*STUDY TEXT*
# # # #
Veterans’ psychedelic advocacy groups were quick to support the senator’s bill. They’ve long been promoting the mental health effects of psychedelics, and for good reason. According to a 2014 study, nearly 16 percent of U.S. soldiers who were deployed in Iraq and Afghanistan later developed post-traumatic stress disorder. About 18 veterans took their lives per day in 2018, according to the U.S. Department of Veterans Affairs. 

Addressing the need for research into treatment options for soldiers, the Multidisciplinary Association for Psychedelic Studies, or MAPS, has studied the therapeutic benefits of psychedelics in treating PTSD—specifically, MDMA’s effect in veterans—for over a decade. Since the early 2000s, MAPS, along with other organizations, have researched the impact of MDMA, ibogaine, 5-MeO-DMT, ketamine, psilocybin, LSD, and DMT on veterans and found psychedelics, in a controlled setting, to provide relief in PTSD symptoms. This evidence led to the FDA’s designation of psilocybin and MDMA as “breakthrough therapies,” a classification meant to speed up the review process for drugs treating serious conditions.

Vets Have a Unique Ability to Move the Needle on Psychedelics

Despite scientific advancements, a lingering stigma surrounds psychedelic use, conjuring misguided images of trips gone wrong and Summer of Love hippies. Veterans may be the key to finally shaking these outdated assumptions. 

The veteran population holds unique power in swaying public opinion and making decriminalization a bipartisan issue, says Brad Burge, a spokesperson for VETS. “Veterans have a very strong voice in the public sphere, especially among policymakers and regulators,” Burge says. “A lot of veterans have fantastic access to policymakers and can start conversations about, ‘This helped me, this helped my buddies, can you help it be more safe for us to access it?’”

Their personal stories and appeals are just as impactful as science. While veterans aren’t the only population that experiences PTSD, they are among the most vocal, Burge says. When one soldier shares a positive experience with psychedelics, others are quick to support due to their loyalty to their fellow soldiers. This creates a narrative ripple effect. “It’s that military community that’s helped advance the conversation,” Burge says.  

Even in conservative communities, when Gould has shared his positive experience with psychedelics, people would hear him out because, he believes, of his military background. “That’s the biggest uphill battle with psychedelics,” he says. “People, especially from a certain generation, have an immediate vision of what it means. So when it comes from the voice of somebody they might respect or someone who doesn’t fall into that stereotype, it makes the message more powerful.”
# # # #
*SET OF TASKS*
a) Summarize the article on veterans and psychedelics in two sentences.
b) Answer these questions from the article on veterans and psychedelics:
(i) According to the 2014 study, what share of U.S. soldiers deployed in Iraq and Afghanistan later developed post-traumatic stress disorder?
(ii) What is the "breakthrough therapies" classification meant to do?
(iii) What organization is Brad Burge a spokesperson for?

*RECORDS SHOWN*
# # # #
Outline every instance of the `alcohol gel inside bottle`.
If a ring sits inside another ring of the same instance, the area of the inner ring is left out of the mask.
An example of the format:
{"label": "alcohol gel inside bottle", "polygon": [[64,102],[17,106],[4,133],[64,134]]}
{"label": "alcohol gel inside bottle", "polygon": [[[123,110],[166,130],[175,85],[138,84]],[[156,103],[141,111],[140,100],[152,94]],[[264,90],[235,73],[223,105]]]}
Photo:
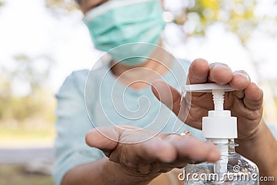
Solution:
{"label": "alcohol gel inside bottle", "polygon": [[202,118],[202,135],[215,145],[221,152],[217,162],[188,164],[184,170],[185,184],[259,184],[257,166],[238,154],[234,139],[238,138],[237,118],[224,110],[225,91],[233,91],[229,85],[215,83],[186,85],[184,91],[211,92],[215,110]]}

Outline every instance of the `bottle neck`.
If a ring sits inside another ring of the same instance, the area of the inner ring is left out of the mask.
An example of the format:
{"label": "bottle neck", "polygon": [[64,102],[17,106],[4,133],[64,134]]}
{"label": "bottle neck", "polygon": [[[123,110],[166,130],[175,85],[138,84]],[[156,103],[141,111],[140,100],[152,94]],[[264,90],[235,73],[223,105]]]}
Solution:
{"label": "bottle neck", "polygon": [[238,146],[234,139],[207,139],[207,141],[212,142],[222,155],[235,153],[235,147]]}

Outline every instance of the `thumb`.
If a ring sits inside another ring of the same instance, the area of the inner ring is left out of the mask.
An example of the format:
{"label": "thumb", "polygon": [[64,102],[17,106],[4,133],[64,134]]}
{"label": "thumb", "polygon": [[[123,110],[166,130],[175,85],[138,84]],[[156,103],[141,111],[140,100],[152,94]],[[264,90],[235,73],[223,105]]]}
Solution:
{"label": "thumb", "polygon": [[86,143],[91,147],[101,150],[107,157],[116,148],[119,134],[114,127],[103,127],[89,130],[86,134]]}
{"label": "thumb", "polygon": [[184,112],[181,112],[183,107],[180,105],[181,94],[177,89],[164,81],[156,80],[152,85],[152,91],[159,100],[165,104],[179,118],[184,121],[181,115]]}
# # # #
*ANSWERS BELOW*
a) Veterans' advocacy groups backed the senator's bill, and research by MAPS and other organizations since the early 2000s has found that psychedelics used in a controlled setting relieve PTSD symptoms, which led the FDA to designate psilocybin and MDMA as "breakthrough therapies." Veterans, who have a strong voice with policymakers according to VETS spokesperson Brad Burge, may be the key to shaking the lingering stigma around psychedelic use.

b)
(i) Nearly 16 percent.
(ii) Speed up the review process for drugs treating serious conditions.
(iii) VETS.